[Start]
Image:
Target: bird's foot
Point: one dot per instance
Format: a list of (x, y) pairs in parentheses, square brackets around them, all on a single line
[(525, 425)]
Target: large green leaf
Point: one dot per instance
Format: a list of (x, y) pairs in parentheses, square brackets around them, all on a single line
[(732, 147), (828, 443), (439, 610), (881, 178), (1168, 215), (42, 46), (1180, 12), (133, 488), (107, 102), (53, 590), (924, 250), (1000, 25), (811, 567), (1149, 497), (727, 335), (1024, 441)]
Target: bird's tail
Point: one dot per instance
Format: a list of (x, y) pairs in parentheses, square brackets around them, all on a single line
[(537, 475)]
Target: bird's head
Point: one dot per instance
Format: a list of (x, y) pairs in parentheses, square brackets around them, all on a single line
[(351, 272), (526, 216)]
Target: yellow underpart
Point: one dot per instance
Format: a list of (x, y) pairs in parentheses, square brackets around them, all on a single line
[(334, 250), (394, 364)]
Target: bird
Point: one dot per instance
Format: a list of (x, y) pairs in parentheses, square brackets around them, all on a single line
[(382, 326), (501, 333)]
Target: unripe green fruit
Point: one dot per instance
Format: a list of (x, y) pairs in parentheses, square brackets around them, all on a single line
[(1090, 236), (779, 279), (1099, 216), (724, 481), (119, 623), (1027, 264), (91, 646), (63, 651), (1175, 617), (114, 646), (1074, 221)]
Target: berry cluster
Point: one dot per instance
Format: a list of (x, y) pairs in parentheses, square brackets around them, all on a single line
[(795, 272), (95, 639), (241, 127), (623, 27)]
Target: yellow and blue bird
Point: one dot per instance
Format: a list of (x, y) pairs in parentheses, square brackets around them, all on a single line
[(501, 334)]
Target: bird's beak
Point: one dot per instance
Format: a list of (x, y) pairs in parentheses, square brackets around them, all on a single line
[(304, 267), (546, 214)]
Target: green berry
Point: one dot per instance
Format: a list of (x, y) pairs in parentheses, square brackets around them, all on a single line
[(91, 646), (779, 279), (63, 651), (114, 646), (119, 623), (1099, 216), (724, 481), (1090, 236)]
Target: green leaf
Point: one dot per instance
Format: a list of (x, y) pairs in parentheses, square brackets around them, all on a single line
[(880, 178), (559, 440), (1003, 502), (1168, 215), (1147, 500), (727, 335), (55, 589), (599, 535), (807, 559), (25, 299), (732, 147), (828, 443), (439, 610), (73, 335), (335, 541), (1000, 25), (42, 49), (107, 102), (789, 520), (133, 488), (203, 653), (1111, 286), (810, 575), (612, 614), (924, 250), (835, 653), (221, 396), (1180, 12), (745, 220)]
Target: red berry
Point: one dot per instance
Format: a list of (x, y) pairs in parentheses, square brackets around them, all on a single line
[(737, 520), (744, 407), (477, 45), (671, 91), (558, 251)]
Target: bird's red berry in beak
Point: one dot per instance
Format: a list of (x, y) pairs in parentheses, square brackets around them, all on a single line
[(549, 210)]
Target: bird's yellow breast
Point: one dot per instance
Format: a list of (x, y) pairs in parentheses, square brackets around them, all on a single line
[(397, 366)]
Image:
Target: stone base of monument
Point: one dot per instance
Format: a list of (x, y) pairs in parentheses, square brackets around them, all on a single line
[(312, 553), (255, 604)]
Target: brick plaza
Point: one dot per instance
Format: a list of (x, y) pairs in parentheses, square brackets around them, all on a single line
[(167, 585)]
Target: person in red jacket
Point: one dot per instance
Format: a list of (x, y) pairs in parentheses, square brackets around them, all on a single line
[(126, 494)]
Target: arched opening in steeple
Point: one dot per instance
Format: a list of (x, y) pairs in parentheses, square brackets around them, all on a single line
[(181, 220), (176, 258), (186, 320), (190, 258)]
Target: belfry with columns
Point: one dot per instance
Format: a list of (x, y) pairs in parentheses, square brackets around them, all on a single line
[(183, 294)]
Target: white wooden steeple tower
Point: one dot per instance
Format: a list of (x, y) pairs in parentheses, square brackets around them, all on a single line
[End]
### SHORT EXERCISE
Turn every line of the items above into a Markdown table with two columns, No. and Content. Number the rows in order and leave out blank lines.

### RIGHT ANSWER
| No. | Content |
|---|---|
| 1 | Image: |
| 2 | Target: bird's foot |
| 3 | Point: one dot per instance |
| 4 | Format: a list of (x, y) pairs in parentheses, square brackets around them, all on a single line |
| 5 | [(525, 425)] |
| 6 | Target: large green leaf |
| 7 | Point: one dot per instance |
| 8 | Format: a list of (x, y) pairs in parentheses, square brackets around them, all on a single line |
| 9 | [(732, 147), (828, 443), (439, 610), (881, 178), (1168, 215), (42, 46), (1180, 12), (133, 488), (107, 102), (53, 590), (924, 250), (1000, 25), (811, 567), (1149, 497), (727, 335), (1024, 441)] |
| 10 | Target: bird's tail |
| 11 | Point: one dot per instance |
| 12 | Format: a list of (x, y) pairs in parentheses, square brackets around them, all on a single line |
| 13 | [(537, 475)] |
| 14 | Target: bird's head |
| 15 | Point: one dot per instance |
| 16 | Format: a list of (x, y) pairs in parentheses, square brackets around them, all on a single line |
| 17 | [(351, 272), (526, 216)] |
| 18 | Target: yellow underpart |
| 19 | Point: one dot per instance |
| 20 | Format: a list of (x, y) pairs in parentheses, square brackets around them, all on a single line |
| 21 | [(334, 250), (394, 364)] |
| 22 | Target: bird |
| 23 | Point: one dot per instance |
| 24 | Format: a list of (x, y) pairs in parentheses, square brackets around them, all on a single line |
| 25 | [(382, 326), (501, 333)] |
| 26 | Target: unripe green fruit |
| 27 | Point: one dot per instance |
| 28 | Format: a list of (x, y) pairs in parentheses, square brackets around them, all on a single line |
| 29 | [(1090, 236), (779, 279), (1099, 216), (724, 481), (119, 623), (1027, 264), (91, 646), (63, 651), (1175, 617), (114, 646), (1074, 221)] |
| 30 | Target: berry cluster |
| 31 | Point: one dot per instance |
| 32 | Format: a list of (x, y) pairs in parentheses, square brackets around them, all on a single line |
| 33 | [(795, 272), (95, 639), (241, 127), (623, 27)] |
| 34 | Target: yellow and blue bird |
| 35 | Point: one dot per instance |
| 36 | Format: a list of (x, y) pairs in parentheses, square brackets around them, all on a single line |
| 37 | [(501, 334)] |
| 38 | Target: bird's beak |
| 39 | Point: one dot per instance |
| 40 | Format: a list of (x, y) pairs in parentheses, square brackets around them, all on a single line |
| 41 | [(304, 267), (546, 214)] |
| 42 | Target: green berry |
| 43 | Point: one dot per instance |
| 44 | Format: a list of (x, y) pairs in parentheses, square brackets around them, all on a single line |
| 45 | [(91, 646), (779, 279), (63, 651), (114, 646), (119, 623), (1099, 216), (724, 481), (1090, 236)] |
| 46 | Target: green leaf |
| 47 | Point: one dot per instance |
| 48 | Format: a list of (x, y) pairs in parentheses, square brackets around them, all on a single line |
| 49 | [(880, 178), (559, 440), (1003, 502), (1168, 215), (1147, 500), (727, 335), (55, 589), (599, 535), (807, 559), (25, 299), (732, 147), (828, 443), (439, 610), (73, 335), (335, 541), (1000, 25), (42, 49), (107, 102), (789, 520), (133, 488), (203, 653), (1111, 286), (810, 575), (612, 614), (924, 250), (835, 653), (221, 396), (1180, 12), (745, 220)] |
| 50 | Target: red berry |
| 51 | Point: one dot per instance |
| 52 | Format: a list of (x, y) pairs in parentheses, square brackets around them, all on a single line |
| 53 | [(737, 520), (744, 407), (477, 45), (671, 91), (558, 251)] |
| 54 | Target: bird's red berry in beak |
| 55 | Point: one dot per instance |
| 56 | Format: a list of (x, y) pairs in parentheses, square brackets around them, all on a single line |
| 57 | [(549, 210)] |
| 58 | Target: bird's yellow breast |
| 59 | Point: one dot per instance |
| 60 | Format: a list of (x, y) pairs in parentheses, square brackets around them, all on a single line |
| 61 | [(397, 366)] |
| 62 | Image: |
| 63 | Target: stone base of monument |
| 64 | Point: one dot per instance |
| 65 | Format: a list of (x, y) pairs in parentheses, square brackets around them, all on a single line |
| 66 | [(312, 553), (255, 604)] |
| 67 | Target: brick plaza |
| 68 | Point: one dot per instance |
| 69 | Format: a list of (x, y) pairs in parentheses, square brackets around them, all on a single line |
| 70 | [(167, 585)] |
| 71 | Target: person in red jacket |
| 72 | Point: one dot per instance |
| 73 | Format: a list of (x, y) pairs in parentheses, square brackets around them, all on a single line |
| 74 | [(126, 494)] |
| 75 | Target: arched opening in steeple |
| 76 | Point: one dot per instance |
| 77 | Format: a list of (x, y) pairs in parentheses, square brackets around them, all on a single line |
| 78 | [(181, 220), (176, 258), (186, 320), (190, 258)] |
| 79 | Target: belfry with columns |
| 80 | Point: one dot per instance |
| 81 | Format: a list of (x, y) pairs in parentheses, square brackets around them, all on a single line |
| 82 | [(183, 294)] |
| 83 | Target: white wooden steeple tower |
| 84 | Point: one dot per instance |
| 85 | Format: a list of (x, y) pairs in parentheses, square brackets around them, all on a single line |